Given task:
Copy all of the entries below word for word, but leave the pictures out.

Data for processing:

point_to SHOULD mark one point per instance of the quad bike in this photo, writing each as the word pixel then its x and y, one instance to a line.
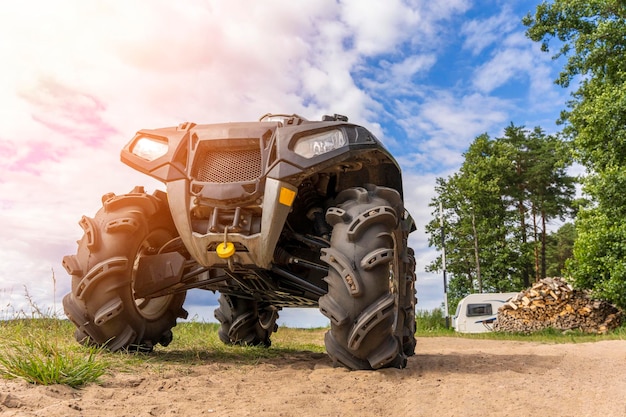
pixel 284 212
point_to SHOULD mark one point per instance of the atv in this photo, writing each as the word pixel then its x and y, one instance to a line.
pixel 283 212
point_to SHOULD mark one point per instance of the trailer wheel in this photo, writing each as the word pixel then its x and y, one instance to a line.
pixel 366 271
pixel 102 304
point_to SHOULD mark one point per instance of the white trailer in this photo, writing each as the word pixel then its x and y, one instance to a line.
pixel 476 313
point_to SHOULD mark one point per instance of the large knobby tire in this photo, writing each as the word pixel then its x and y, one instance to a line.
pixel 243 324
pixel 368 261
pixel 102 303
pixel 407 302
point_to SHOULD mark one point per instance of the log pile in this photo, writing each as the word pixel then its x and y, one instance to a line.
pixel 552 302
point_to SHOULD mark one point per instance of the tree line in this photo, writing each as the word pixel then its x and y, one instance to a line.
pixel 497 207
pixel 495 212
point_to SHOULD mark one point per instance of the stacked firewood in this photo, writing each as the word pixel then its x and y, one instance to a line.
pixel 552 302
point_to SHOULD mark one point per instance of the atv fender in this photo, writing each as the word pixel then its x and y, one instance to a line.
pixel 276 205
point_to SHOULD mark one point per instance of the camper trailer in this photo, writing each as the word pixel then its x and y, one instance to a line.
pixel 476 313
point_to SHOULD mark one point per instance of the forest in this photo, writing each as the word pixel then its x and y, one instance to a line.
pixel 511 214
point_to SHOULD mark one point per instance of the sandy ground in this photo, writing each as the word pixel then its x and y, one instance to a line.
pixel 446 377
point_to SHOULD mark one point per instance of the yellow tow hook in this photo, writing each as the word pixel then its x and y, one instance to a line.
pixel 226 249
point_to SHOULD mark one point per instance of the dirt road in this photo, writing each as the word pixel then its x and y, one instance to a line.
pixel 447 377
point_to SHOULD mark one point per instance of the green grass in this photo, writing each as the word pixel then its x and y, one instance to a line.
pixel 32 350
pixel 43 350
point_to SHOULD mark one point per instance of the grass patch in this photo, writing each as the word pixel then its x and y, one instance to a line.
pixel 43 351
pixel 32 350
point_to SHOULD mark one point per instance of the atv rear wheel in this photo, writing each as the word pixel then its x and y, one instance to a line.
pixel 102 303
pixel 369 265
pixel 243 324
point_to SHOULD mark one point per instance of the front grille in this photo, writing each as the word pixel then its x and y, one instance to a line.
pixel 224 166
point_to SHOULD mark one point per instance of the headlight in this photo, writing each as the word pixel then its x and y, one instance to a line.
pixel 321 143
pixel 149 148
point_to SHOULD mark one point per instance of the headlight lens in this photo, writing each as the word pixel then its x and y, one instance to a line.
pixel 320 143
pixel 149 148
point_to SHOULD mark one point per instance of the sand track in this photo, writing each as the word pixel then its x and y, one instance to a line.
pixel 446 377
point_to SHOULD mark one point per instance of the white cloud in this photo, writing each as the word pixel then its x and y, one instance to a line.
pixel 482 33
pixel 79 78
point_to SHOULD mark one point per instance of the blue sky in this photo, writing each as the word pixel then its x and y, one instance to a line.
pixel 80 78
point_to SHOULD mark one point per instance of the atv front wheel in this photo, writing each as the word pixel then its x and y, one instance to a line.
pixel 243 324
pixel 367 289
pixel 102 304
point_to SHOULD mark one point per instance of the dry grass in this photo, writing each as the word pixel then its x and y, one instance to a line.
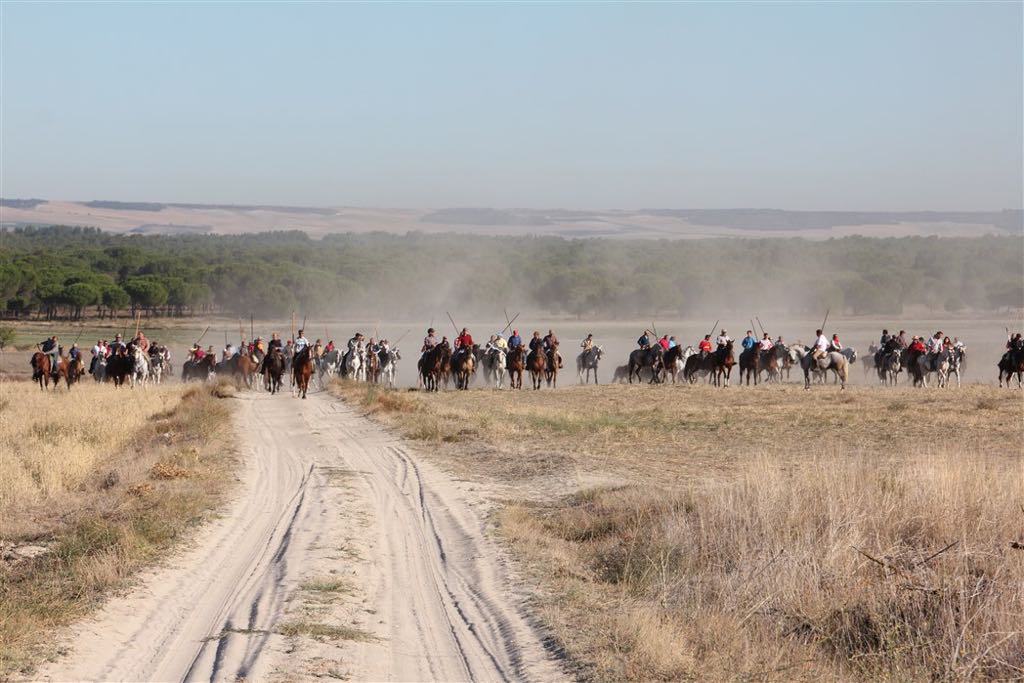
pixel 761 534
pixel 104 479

Output below:
point_to SHOULD mark one point per instance of the quad bike in this photo, writing each as the word pixel then its x and y, one instance to a line.
pixel 284 212
point_to SHOULD mark one point per instance of the atv in this photo, writing each as the word pixel then its x and y, one instance to a line.
pixel 283 212
point_to SHOULD mark one point per instance of the trailer wheel in this photo, writing each as the word pixel then its x and y, one instance to a line.
pixel 366 271
pixel 102 304
point_to SHOULD mark one point per instance of the white trailer in this photo, writing each as the word pixel then its x and y, one instance to a line.
pixel 476 313
point_to SHOULD mark one point per instance of the large knobby tire in this photo, writing each as the word pixel then its x and y, one instance to a line.
pixel 243 324
pixel 368 261
pixel 102 303
pixel 407 302
point_to SHOULD mark one point per instance of the log pile in this photo, writing each as the word pixel then its x and y, one instance to a line.
pixel 552 302
point_to SHOULD mark one point per instance of the tree line in this photo, writing each as the word pixel then its x and y, one instance to a line.
pixel 497 207
pixel 495 212
point_to SHOULD mark one point per instance of the stacked firewood in this photo, writing each as the word pixel then its x and y, one instance to a line.
pixel 552 302
point_to SHOULD mark one point per instance of the atv fender in this photo, writing each as the word pixel then its x and y, one instance to a line.
pixel 276 205
point_to SHOULD mark one point per instance of the camper trailer in this photo, writing each as the word pixel then its x and y, one instance to a line.
pixel 476 313
point_to SHOULD mark one point per instance of the forest in this photo, writing each as the word pixel then its x and y, one instance to a line.
pixel 511 214
point_to SHOULD mark one point per instance of the sandy ground in this photo, writing each as the word pixel then its x and y, one instance to a line.
pixel 446 377
point_to SHOULD mark one point per instance of the yellow tow hook in this photo, writing each as the word pixel then its x and y, one instance to a line.
pixel 226 249
point_to SHOULD mark one point per instance of the dirt road in this photo, writing each as the word pixel then its x and y, one instance to a line.
pixel 447 377
point_to SHOULD mark one point per instance of the green grass in this photo, writing each as the word pixel then its x and y, one instance to a line.
pixel 32 350
pixel 43 350
point_to SHOULD mark one point per instance of the grass patch in this photo, writing each as the word pixel then its x and y, one instance to a line.
pixel 43 351
pixel 32 350
point_to SHOULD mark one point per instance of the atv rear wheel in this photo, writing each as the word pixel then its x and y, one instance to a line.
pixel 102 303
pixel 369 265
pixel 243 324
point_to SHOULD mark one point per instance of the front grille in this photo, writing each as the word pixel then its x and y, one instance to a line.
pixel 224 166
point_to SHOULD mark one point per instance of the headlight in this photo, writing each as the word pixel then its x and y, one instance to a line.
pixel 321 143
pixel 149 148
point_to SHOULD mark one point per instance of the headlight lens in this photo, writing each as the word pixel then its x and y, one instance to a line.
pixel 320 143
pixel 149 148
point_to SHOULD mark one point per instance of the sand track in this photo, writing each as the word pixel then its x and y, one instance to a line.
pixel 446 377
point_to SHOULD mark one point per instance of the white cloud in this photo, writing each as the word pixel then its x and y, one instance to a line.
pixel 482 33
pixel 79 78
point_to SHOULD mark one point per instance of the blue sky in this photo, writing each as the word pixel then its x and y, one instance to a line.
pixel 80 78
point_to SHOULD mark one point per instance of the atv front wheel in this photo, writing each as the word pixel then its x and y, one instance to a line.
pixel 243 324
pixel 367 289
pixel 102 304
point_to SHOULD mark one point per instance of the dry grass in this photo, writing each as the word pixel then its x and y, one instance to a line.
pixel 761 534
pixel 104 479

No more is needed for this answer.